§ Text segment
BishopAccountability.org

Reports Confirm 3,000 Residential School Deaths

By Colin Perkel
Vancouver Sun
February 19, 2013

http://www.vancouversun.com/news/Reports+confirm+residential+school+deaths/7983723/story.html

Disease, malnutrition among the causes

At least 3,000 children, including four under the age of 10 found huddled together in frozen embrace, are now known to have died while attending this country's Indian residential schools, according to new unpublished research.

While deaths have long been documented as part of the disgraced residential school system, the findings are the result of the first systematic search of government, school and other records.

"These are actual confirmed numbers," Alex Maass, research manager with the Missing Children Project, told The Canadian Press.

"All of them have primary documentation that indicates that there's been a death, when it occurred, what the circumstances were."

The number could rise further as more documents - especially from government archives - come to light.

The largest single killer, by far, was disease.

For decades starting in about 1910, tuberculosis was a consistent killer - in part because of widespread ignorance over how diseases were spread.

"The schools were a particular breeding ground for (TB)," Maass said. "Dormitories were incubation wards."

The Spanish flu epidemic in 1918-19 also took a devastating toll on students - and in some cases staff. For example, in one grim three-month period, the disease killed 20 children at a residential school in Spanish, Ont., the records show.

While a statistical analysis has yet to be done, the records examined over the past few years also show children died of malnutrition or accidents. Schools consistently burned down, killing students and staff. Drownings or exposure were another cause.

In all, about 150,000 First Nations children went through the church-run residential school system, which ran from the 1870s until the 1990s. In many cases, native kids were forced to attend under a deliberate federal policy of "civilizing" Aboriginal Peoples.

Many students were physically, mentally and sexually abused. Some committed suicide. Some died fleeing their schools.

§ Assigned task 1
From the residential school deaths article, copy the part that opens with the words containing "Disease, malnutrition among" and closes with "and other records.".
§ Assigned task 2
Shorten the residential school deaths article's paragraph starting "While a statistical analysis has yet to be done" into a short list that keeps its main facts.
§ Assigned task 3
Name every cause of student death that the residential school deaths article mentions.

§ Information shown
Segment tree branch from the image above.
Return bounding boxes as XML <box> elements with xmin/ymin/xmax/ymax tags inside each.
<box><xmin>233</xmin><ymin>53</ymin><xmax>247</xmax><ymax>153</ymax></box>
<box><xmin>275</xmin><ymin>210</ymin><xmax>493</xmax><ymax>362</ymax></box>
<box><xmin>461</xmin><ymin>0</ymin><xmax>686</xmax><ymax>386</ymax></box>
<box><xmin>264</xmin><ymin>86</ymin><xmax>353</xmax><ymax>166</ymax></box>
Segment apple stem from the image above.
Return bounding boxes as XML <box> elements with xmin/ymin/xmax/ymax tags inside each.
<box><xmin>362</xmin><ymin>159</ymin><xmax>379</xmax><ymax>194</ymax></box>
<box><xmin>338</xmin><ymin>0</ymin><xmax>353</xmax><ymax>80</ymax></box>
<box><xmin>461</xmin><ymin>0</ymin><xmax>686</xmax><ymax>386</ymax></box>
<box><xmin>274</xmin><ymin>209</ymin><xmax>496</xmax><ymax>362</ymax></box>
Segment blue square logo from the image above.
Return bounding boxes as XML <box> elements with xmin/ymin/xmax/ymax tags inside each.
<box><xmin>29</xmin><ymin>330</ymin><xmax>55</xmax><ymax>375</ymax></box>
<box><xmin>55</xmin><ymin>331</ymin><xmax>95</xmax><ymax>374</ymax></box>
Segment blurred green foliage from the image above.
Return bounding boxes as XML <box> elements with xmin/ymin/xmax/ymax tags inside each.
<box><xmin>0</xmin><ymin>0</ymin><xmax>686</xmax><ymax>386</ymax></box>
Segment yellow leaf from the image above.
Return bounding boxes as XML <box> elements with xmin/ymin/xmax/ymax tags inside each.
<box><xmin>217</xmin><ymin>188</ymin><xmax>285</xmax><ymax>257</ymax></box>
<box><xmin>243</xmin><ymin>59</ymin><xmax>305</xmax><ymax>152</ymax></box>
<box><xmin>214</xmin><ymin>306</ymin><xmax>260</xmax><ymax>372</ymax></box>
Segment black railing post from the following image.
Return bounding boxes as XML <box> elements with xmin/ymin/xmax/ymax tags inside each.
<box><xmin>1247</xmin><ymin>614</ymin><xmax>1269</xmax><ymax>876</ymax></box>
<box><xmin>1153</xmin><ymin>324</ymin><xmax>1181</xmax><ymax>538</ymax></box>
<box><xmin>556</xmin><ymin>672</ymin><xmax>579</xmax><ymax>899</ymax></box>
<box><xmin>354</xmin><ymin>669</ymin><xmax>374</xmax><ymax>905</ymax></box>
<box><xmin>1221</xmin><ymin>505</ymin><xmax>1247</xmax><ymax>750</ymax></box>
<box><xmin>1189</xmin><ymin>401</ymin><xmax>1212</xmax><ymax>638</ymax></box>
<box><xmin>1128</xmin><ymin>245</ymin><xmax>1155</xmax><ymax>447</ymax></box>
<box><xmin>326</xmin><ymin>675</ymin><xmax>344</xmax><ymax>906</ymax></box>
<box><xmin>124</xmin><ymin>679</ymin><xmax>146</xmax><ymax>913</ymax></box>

§ Answer 1
Disease, malnutrition among the causes

At least 3,000 children, including four under the age of 10 found huddled together in frozen embrace, are now known to have died while attending this country's Indian residential schools, according to new unpublished research.

While deaths have long been documented as part of the disgraced residential school system, the findings are the result of the first systematic search of government, school and other records.

§ Answer 2
- No statistical analysis has been done yet.
- Records show children died of malnutrition or accidents.
- Schools often burned down, killing students and staff.
- Drowning and exposure also killed children.

§ Answer 3
- Disease, including tuberculosis and the Spanish flu
- Malnutrition
- Accidents
- Schools burning down
- Drowning
- Exposure
- Suicide
- Fleeing their schools